START Input for this task

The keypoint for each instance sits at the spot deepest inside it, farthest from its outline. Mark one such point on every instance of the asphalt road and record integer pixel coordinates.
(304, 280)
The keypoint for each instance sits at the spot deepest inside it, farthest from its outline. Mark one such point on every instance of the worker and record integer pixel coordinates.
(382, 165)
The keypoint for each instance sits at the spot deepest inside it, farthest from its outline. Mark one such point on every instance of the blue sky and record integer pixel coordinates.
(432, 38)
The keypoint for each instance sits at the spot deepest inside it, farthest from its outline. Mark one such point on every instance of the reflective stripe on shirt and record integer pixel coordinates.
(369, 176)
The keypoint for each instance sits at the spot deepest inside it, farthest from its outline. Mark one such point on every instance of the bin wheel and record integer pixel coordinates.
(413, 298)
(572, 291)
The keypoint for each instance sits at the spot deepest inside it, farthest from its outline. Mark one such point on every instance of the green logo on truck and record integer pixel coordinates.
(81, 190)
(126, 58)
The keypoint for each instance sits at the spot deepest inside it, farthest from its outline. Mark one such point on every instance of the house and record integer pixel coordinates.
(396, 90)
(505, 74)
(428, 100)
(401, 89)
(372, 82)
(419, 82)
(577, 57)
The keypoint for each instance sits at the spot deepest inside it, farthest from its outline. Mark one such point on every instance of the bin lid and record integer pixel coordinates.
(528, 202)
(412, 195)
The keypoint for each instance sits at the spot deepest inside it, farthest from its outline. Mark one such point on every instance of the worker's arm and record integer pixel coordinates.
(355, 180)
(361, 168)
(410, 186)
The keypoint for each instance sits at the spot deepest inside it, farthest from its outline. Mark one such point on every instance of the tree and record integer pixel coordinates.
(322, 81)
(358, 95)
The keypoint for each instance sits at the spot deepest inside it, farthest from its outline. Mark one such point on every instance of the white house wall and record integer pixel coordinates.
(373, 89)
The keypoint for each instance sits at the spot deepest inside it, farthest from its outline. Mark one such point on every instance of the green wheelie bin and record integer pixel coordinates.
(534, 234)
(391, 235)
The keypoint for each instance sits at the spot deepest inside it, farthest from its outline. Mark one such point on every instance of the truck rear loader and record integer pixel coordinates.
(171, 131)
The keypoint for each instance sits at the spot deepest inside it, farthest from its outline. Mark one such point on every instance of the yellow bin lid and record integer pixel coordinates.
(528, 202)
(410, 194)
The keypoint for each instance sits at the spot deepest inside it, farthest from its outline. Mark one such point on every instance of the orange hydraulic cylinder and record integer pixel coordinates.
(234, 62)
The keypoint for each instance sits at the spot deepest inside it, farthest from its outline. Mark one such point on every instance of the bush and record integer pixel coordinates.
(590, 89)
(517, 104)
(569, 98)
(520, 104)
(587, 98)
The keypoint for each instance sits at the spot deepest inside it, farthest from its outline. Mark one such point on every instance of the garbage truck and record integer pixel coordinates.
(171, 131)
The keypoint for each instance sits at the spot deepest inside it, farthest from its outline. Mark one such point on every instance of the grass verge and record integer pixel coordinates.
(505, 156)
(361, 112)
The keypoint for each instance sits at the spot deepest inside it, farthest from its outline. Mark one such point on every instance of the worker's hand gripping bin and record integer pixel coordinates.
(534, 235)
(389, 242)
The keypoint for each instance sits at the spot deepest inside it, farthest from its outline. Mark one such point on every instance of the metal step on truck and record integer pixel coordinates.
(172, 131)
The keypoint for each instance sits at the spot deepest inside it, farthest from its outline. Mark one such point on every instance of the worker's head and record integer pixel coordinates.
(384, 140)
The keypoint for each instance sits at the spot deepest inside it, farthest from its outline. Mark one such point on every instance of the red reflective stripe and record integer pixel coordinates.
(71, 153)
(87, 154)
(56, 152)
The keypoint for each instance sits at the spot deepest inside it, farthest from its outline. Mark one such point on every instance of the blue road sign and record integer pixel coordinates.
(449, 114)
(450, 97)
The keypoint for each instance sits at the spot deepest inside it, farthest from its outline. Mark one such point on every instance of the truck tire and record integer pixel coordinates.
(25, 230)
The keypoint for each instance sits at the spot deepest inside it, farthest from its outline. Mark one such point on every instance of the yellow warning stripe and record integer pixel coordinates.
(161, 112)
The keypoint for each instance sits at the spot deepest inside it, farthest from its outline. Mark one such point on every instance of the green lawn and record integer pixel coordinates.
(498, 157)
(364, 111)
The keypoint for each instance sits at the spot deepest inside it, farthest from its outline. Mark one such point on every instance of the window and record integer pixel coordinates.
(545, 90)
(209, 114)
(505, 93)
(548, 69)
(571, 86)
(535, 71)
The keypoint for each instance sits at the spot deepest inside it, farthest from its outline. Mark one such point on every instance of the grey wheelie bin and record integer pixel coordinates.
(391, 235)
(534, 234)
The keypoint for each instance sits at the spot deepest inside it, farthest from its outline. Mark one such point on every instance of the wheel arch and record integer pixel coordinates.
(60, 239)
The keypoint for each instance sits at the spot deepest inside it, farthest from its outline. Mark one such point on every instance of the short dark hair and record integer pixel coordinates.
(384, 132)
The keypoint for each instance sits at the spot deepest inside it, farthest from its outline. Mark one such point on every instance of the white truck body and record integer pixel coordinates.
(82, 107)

END Input for this task

Problem - Reproduce precisely the span of lines that begins at the line containing "window and record integer pixel coordinates." and ends with the last line of the listing.

Output below -
The keypoint for each instance sits at the spot deepest inside it, farthest from its outline. Mark one such point on every instance of the window and record integer pixel coordinates.
(545, 90)
(209, 114)
(505, 93)
(548, 69)
(571, 86)
(535, 71)
The keypoint for each instance sits at the spot deepest inside it, farthest from its outline. Mark one such point on every instance of the grey wheelie bin and record integer pixel coordinates.
(391, 235)
(534, 234)
The keypoint for each instance sits at the spot deepest inside it, farthest from its outline. Mark one such point on every instance of the wheel arch and record integer pixel coordinates.
(60, 239)
The keypoint for each instance sits at the spot deepest inside it, farthest from its outline. Mark one such point on every instance of the short dark hair and record integer pixel coordinates.
(384, 132)
The keypoint for each instance sits at the spot deepest inside it, farthest from its outline. Mark one such point on every instance of the white truck body and record integer pixel coordinates.
(82, 107)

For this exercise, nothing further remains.